▸ **THE PROBLEM**
Omit the images, then print each record below exactly as it reads.
--- DATASET ---
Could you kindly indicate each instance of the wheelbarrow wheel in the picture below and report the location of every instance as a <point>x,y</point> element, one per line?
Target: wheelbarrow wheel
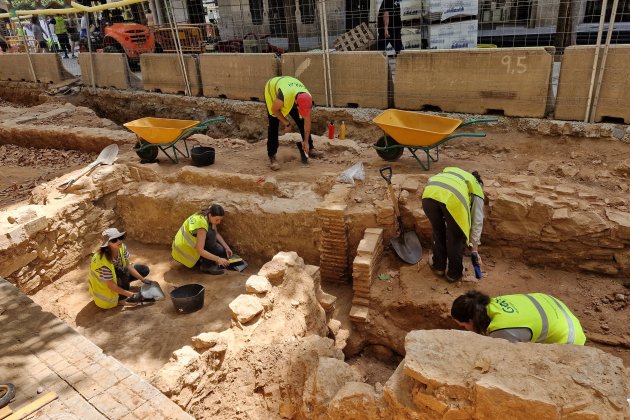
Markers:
<point>146,155</point>
<point>391,154</point>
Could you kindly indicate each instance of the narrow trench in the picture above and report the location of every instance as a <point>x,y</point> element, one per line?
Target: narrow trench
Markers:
<point>398,305</point>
---
▸ **EXERCISE RESULT**
Could you kindly indicate each instance of the wheelbarrow wheel in the picture below and report the location of every instance as a <point>x,y</point> element, one per line?
Target: wheelbarrow wheel
Markers:
<point>146,155</point>
<point>391,154</point>
Could you kindly indicate each instance of the narrow trench in the picture above and report the location of every instance as a <point>x,y</point> element, one per line?
Target: narrow trench
Markers:
<point>398,305</point>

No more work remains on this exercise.